Former interior minister Michèle Alliot-Marie introduced a series of measures favourable to the casino industry at the same time as she and her family were buying shares in casino firms, according to documents seen by Mediapart. The shares were bought by associations controlled by Alliot-Marie's family after she became head of the Ministry of the Interior – which is responsible for the gambling industry in France – under the conservative government of President Nicolas Sarkozy in May 2007.
Alliot-Marie, a close ally of former president Jacques Chirac, later became foreign minister but had to quit in February 2011 after revelations about her ties with Tunisian strongman Zine El Abidine Ben Ali, links which emerged during the Arab Spring uprising that ousted him. MAM, as the politician is often known after her initials, is now a Euro MP.
Michèle Alliot-Marie took office at the Ministry of the Interior on May 18th, 2007, and quickly showed that she was attentive to demands from the casino and gaming industry to reduce their regulatory burden. At the same time, according to documents seen by Mediapart, two associations run by her family were investing some of their fortune in casino company shares.
Enlargement : Illustration 1
The first organisation involved was an association called Le Rayon Vert, a charity set up in 1960 and whose official aims are to help the least fortunate in society. It had been controlled by the Marie family for nearly 40 years and in 2007 it was in fact headed by MAM in person. Her father Bernard Marie, who had been a Member of Parliament and mayor of the upmarket resort of Biarritz in south-west France from 1977 to 1991, and who died in February 2015, was vice-president. The treasurer was Michèle Alliot-Marie's niece Ludivine Olive, who was also the new interior minister's chief of staff.

Objectives -
a – According to the article on Michèle Alliot-Marie and casino shares, why did she have to quit as foreign minister?
b – List every person named in the article on Michèle Alliot-Marie and casino shares.
c – From the article on Michèle Alliot-Marie and casino shares, set down the part that opens with the words containing "Enlargement : Illustration" and closes with "chief of staff.".
You won't need the listing that follows the article.

Object position labeling entries:
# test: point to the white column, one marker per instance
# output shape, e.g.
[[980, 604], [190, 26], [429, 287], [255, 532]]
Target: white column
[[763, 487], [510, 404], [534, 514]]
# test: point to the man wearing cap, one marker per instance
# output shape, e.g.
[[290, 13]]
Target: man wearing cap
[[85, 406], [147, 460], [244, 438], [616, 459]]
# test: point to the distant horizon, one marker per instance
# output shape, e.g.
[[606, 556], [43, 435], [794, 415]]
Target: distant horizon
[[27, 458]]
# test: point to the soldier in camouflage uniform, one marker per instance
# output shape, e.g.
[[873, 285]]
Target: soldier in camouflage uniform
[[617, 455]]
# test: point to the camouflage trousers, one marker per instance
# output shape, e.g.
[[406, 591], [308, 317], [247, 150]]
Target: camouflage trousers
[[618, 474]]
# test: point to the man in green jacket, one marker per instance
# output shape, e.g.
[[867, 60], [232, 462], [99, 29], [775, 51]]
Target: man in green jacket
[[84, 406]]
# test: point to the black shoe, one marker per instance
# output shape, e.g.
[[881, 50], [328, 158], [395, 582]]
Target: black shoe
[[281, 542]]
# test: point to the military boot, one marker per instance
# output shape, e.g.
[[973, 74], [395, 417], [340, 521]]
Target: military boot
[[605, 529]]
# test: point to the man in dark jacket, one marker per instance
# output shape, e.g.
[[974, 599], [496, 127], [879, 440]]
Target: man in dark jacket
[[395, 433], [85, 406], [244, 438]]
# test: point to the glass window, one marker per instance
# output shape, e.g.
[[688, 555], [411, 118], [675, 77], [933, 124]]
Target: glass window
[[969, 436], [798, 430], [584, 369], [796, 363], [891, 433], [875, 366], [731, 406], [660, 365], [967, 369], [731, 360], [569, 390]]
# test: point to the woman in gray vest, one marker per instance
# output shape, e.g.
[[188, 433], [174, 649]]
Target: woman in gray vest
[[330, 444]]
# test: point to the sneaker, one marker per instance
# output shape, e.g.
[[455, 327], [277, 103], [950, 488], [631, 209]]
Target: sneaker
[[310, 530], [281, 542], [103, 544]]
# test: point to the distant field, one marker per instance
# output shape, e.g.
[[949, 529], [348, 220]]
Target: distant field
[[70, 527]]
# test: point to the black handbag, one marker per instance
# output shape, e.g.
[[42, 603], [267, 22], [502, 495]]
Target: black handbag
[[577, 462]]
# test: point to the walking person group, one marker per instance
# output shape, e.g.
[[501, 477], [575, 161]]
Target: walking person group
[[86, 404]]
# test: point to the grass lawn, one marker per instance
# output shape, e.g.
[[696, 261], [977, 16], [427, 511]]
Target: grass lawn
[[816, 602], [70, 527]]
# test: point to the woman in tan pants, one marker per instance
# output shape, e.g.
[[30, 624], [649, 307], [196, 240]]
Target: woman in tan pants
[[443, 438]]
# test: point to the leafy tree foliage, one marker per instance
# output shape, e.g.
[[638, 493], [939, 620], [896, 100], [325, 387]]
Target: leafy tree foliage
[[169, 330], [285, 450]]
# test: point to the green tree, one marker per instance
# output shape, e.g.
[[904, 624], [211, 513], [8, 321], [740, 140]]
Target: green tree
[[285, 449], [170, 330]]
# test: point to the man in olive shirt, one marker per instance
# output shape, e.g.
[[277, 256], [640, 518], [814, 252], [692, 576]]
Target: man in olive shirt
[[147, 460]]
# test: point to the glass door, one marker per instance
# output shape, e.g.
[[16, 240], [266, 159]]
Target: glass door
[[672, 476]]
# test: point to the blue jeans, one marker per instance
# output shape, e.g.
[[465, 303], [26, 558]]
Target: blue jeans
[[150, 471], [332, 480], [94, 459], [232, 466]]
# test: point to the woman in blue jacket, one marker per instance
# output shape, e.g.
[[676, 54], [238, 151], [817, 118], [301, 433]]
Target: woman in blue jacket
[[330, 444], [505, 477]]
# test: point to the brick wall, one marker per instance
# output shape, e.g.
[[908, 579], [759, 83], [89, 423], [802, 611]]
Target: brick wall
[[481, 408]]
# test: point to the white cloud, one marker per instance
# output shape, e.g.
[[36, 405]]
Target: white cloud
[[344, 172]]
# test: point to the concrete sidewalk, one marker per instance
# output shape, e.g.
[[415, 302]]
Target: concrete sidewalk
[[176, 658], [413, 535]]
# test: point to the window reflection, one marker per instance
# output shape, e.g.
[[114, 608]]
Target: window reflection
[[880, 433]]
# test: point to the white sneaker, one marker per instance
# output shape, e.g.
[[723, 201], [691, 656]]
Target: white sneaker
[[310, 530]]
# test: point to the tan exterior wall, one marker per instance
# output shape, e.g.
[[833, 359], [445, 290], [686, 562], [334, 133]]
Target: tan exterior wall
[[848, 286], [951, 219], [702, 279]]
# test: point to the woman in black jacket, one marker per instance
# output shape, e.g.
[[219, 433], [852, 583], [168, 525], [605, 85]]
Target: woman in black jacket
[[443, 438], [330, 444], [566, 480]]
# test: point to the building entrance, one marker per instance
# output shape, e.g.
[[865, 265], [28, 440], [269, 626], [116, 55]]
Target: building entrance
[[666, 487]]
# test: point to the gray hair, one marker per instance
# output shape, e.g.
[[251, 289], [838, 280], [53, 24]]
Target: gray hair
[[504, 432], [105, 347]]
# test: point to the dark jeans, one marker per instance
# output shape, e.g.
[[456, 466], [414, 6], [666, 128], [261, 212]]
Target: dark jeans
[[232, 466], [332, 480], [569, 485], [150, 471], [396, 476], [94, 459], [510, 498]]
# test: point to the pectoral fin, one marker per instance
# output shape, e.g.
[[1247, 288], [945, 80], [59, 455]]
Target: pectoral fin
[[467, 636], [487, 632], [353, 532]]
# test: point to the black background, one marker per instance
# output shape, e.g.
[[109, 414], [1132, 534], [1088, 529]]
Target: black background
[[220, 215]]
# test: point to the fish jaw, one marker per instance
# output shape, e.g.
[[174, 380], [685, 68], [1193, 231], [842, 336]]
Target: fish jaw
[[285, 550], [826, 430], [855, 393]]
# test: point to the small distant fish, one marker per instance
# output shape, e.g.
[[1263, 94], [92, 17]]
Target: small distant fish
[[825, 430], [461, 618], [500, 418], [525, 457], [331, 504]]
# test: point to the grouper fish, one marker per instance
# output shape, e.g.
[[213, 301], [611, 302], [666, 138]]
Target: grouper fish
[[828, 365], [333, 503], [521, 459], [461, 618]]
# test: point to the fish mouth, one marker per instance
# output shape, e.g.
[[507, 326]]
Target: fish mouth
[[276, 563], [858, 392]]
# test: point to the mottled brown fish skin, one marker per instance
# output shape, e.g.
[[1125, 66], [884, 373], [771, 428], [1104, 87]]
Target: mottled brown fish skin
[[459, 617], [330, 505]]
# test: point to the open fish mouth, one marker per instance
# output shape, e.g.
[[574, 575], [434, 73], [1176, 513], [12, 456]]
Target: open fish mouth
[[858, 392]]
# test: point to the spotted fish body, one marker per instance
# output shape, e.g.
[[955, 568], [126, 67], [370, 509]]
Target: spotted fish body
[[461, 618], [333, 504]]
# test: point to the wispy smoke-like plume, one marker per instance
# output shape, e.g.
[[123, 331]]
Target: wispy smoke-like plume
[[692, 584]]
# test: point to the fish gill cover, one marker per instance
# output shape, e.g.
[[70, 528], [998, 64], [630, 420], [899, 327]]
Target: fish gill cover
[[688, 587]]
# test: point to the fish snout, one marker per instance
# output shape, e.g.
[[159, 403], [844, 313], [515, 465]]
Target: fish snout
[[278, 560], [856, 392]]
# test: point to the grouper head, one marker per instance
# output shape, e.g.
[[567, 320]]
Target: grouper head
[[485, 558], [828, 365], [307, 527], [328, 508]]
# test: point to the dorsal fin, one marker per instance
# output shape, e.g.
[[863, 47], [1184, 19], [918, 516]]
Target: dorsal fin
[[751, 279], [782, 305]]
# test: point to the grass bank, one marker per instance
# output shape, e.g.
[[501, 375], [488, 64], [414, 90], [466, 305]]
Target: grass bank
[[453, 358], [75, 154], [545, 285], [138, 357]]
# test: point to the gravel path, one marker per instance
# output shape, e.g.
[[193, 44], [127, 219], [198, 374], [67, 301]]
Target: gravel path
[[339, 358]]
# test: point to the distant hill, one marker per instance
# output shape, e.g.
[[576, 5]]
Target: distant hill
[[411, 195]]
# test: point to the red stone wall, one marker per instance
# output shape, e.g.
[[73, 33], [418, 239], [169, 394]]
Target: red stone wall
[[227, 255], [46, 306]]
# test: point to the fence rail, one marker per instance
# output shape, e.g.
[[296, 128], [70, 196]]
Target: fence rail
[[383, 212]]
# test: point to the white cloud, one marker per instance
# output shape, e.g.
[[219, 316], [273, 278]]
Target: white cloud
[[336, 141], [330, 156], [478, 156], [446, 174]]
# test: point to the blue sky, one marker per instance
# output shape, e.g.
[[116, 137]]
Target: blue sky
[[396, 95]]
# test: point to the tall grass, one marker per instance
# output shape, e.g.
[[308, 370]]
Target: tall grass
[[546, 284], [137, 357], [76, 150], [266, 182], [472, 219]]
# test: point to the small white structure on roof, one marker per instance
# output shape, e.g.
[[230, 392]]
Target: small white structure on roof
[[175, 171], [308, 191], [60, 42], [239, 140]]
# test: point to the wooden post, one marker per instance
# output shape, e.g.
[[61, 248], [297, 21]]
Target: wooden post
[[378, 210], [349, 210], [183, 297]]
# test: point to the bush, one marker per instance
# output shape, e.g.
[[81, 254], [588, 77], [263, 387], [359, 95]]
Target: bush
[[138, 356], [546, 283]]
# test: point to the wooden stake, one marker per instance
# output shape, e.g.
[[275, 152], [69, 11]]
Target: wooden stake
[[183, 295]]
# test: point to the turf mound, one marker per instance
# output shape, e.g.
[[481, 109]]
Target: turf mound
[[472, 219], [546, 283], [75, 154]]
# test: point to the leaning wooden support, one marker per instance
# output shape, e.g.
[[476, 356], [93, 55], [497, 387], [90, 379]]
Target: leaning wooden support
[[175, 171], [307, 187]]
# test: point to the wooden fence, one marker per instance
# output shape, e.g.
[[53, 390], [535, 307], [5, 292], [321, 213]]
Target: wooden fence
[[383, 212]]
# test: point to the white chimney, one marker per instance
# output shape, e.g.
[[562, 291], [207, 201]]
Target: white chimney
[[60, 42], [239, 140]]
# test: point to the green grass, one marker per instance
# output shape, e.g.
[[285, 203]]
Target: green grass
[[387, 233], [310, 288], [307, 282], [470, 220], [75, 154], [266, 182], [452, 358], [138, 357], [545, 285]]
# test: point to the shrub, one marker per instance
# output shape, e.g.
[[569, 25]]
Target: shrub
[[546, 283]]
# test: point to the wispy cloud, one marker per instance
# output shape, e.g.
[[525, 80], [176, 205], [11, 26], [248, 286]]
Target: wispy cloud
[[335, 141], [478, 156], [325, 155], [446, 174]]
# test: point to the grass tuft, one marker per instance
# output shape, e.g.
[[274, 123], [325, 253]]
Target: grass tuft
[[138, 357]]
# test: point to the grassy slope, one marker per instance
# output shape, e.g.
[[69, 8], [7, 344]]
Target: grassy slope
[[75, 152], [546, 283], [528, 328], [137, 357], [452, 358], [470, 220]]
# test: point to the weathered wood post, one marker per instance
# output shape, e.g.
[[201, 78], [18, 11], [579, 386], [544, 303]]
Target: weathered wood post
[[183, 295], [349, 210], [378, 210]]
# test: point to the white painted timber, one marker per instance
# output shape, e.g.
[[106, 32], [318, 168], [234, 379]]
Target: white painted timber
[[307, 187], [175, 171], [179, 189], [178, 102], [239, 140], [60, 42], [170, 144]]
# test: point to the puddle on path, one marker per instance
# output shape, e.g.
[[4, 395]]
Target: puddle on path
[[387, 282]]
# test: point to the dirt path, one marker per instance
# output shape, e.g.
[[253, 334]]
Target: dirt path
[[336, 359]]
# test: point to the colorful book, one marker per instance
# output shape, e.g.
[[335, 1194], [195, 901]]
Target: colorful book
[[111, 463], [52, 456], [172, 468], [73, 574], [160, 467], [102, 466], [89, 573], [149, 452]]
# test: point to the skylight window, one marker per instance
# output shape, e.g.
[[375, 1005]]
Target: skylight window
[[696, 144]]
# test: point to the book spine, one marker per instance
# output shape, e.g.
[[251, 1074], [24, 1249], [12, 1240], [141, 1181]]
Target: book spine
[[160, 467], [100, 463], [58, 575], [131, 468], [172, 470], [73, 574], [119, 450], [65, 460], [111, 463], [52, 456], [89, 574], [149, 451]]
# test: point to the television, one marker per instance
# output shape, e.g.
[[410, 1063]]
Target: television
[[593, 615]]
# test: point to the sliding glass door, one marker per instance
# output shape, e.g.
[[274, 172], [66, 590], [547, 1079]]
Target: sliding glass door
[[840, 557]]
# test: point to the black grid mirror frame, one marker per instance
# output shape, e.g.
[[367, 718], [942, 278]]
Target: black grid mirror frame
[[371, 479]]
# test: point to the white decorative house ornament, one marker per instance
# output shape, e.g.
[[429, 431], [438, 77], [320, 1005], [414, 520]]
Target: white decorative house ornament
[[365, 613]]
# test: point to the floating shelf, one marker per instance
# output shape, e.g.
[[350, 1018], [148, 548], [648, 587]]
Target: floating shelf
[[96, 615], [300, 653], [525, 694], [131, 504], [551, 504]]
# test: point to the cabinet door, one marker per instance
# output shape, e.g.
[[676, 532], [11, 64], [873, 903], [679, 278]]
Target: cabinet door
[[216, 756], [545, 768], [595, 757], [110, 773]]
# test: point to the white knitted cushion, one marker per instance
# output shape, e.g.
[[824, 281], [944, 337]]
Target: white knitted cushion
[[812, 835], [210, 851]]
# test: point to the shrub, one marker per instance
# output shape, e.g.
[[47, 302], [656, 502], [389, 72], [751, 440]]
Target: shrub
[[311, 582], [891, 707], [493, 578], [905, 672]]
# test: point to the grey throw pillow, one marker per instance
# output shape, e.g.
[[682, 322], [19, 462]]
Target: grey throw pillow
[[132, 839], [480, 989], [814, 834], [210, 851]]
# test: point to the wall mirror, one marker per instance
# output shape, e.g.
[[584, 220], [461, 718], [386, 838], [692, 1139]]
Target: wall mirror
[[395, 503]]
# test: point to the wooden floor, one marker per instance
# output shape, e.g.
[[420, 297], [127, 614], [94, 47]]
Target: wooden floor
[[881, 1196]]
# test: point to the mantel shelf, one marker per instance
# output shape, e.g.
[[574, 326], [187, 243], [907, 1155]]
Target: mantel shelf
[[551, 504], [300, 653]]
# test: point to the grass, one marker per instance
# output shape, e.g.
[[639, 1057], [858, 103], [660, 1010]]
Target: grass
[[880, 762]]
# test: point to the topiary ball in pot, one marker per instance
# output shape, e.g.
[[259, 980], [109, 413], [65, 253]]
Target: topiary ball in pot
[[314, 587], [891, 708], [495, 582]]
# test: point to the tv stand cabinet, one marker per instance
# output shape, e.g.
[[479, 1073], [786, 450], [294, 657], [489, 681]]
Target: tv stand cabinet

Task solutions -
a – She had to quit in February 2011 after revelations about her ties with Tunisian strongman Zine El Abidine Ben Ali. Those links emerged during the Arab Spring uprising that ousted him.

b –
- Michèle Alliot-Marie
- Nicolas Sarkozy
- Jacques Chirac
- Zine El Abidine Ben Ali
- Bernard Marie
- Ludivine Olive

c –
Enlargement : Illustration 1
The first organisation involved was an association called Le Rayon Vert, a charity set up in 1960 and whose official aims are to help the least fortunate in society. It had been controlled by the Marie family for nearly 40 years and in 2007 it was in fact headed by MAM in person. Her father Bernard Marie, who had been a Member of Parliament and mayor of the upmarket resort of Biarritz in south-west France from 1977 to 1991, and who died in February 2015, was vice-president. The treasurer was Michèle Alliot-Marie's niece Ludivine Olive, who was also the new interior minister's chief of staff.